[Rows contained in a dataset]
------------------------

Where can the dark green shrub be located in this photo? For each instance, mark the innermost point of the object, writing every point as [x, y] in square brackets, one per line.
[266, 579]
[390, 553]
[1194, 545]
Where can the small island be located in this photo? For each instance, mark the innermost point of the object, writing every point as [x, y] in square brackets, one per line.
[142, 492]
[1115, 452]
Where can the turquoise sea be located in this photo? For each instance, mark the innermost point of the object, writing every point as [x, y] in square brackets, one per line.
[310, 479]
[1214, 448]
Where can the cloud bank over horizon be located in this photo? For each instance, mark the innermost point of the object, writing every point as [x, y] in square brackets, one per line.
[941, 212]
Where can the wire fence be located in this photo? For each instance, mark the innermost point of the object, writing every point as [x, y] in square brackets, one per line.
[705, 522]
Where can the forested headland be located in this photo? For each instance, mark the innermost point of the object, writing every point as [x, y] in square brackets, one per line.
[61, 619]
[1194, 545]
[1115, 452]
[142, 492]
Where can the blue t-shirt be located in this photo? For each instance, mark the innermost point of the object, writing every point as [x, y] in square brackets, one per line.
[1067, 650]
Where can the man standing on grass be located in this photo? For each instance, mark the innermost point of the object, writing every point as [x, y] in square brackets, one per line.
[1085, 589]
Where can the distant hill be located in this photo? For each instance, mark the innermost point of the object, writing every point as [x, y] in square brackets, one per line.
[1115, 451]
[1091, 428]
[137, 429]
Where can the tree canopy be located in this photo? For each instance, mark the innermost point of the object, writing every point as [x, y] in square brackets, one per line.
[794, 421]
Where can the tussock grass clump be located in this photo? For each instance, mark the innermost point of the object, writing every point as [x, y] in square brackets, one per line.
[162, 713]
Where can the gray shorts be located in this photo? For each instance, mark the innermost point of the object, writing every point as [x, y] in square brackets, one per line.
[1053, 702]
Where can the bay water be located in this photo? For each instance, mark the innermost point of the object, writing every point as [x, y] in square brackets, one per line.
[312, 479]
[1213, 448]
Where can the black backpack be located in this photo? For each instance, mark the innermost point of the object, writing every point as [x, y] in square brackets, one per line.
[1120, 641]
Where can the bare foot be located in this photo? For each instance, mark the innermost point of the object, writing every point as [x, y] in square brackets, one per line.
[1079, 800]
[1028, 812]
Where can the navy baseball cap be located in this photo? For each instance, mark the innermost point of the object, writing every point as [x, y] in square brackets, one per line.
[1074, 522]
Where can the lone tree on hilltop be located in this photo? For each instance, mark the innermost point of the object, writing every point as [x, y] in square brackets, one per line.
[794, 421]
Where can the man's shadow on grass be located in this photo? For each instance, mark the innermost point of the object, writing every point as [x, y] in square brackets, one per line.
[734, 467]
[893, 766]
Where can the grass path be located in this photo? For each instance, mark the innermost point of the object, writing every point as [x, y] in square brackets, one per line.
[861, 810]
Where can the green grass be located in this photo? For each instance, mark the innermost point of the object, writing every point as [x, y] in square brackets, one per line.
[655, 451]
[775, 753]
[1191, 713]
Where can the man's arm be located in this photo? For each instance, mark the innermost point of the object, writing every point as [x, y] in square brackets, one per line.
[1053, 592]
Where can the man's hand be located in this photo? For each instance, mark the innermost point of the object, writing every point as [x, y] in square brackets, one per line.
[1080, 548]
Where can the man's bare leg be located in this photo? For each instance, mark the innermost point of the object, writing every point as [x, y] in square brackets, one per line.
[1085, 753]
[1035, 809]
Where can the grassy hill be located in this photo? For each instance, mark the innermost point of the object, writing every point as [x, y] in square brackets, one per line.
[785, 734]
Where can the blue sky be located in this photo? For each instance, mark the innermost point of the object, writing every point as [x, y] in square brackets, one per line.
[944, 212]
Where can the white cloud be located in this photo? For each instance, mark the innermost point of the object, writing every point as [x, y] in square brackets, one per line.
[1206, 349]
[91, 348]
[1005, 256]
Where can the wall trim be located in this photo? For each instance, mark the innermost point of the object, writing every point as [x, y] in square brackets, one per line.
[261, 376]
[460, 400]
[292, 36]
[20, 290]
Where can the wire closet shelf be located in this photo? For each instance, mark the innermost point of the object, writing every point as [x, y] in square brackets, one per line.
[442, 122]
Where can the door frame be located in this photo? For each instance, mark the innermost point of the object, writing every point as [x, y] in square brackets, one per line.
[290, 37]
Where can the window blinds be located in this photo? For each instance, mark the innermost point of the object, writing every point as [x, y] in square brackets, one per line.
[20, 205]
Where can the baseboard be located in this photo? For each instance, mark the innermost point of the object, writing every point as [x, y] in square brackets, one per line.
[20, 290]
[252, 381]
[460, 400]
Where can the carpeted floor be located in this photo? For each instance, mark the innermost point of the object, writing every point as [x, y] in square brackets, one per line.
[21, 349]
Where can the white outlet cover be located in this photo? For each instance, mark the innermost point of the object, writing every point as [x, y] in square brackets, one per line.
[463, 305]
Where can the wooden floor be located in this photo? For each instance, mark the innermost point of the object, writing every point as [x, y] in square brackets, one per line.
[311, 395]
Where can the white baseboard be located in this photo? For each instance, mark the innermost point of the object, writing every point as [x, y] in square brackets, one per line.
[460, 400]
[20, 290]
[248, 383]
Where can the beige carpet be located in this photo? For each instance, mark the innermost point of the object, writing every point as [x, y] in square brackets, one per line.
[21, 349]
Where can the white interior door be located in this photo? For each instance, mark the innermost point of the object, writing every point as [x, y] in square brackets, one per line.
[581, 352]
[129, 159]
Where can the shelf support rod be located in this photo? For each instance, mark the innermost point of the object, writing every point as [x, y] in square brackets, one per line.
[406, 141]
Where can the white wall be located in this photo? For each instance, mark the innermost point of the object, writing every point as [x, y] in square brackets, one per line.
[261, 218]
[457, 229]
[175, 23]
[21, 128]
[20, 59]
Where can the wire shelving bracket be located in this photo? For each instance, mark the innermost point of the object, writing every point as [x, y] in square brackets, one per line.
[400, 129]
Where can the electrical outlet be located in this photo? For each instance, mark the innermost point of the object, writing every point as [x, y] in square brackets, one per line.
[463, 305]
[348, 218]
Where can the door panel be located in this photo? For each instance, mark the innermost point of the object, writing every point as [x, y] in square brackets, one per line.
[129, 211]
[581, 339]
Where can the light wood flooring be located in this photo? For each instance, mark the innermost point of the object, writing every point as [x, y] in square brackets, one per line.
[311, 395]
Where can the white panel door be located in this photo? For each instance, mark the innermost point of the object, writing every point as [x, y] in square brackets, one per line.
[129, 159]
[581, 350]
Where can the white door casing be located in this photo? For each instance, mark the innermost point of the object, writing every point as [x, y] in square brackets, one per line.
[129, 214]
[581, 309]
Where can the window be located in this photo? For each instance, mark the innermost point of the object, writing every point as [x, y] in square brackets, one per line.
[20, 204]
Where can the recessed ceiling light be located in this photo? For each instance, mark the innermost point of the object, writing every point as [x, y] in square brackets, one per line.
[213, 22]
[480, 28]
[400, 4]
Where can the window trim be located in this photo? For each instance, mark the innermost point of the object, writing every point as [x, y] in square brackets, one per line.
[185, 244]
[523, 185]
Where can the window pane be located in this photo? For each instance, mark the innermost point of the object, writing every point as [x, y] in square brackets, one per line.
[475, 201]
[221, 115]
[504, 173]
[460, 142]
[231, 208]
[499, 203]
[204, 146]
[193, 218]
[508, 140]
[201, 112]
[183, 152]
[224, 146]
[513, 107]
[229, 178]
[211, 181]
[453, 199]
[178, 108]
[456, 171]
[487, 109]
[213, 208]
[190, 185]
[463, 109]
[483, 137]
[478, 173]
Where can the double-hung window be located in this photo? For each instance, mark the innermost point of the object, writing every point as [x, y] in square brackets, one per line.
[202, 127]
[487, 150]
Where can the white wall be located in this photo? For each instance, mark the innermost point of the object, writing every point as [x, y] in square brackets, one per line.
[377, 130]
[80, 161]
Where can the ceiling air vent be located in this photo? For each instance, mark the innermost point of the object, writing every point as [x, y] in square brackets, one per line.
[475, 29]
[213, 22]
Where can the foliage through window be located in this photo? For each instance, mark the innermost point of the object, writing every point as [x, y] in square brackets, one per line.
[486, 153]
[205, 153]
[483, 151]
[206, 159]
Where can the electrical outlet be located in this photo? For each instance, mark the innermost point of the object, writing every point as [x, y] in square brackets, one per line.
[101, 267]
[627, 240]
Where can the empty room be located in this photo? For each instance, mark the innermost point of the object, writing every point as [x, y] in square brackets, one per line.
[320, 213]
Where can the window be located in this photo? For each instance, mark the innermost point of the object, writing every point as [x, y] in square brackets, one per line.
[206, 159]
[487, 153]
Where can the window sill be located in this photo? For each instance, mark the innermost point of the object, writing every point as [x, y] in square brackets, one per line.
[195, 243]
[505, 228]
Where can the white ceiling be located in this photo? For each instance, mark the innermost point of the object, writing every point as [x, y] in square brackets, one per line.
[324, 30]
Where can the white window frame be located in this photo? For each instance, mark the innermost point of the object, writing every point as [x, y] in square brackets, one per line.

------------------------

Edit the stretch from the line containing "Where can the bay" through the line containing "[1213, 448]", replacing "bay water" with "harbor water" and leaving everything else unchanged.

**SOLUTION FOR THIS PROBLEM**
Where can the harbor water be located in this photo? For each instance, mark the innermost point of the object, writing every point as [x, y] in square brackets, one per line.
[312, 479]
[1213, 448]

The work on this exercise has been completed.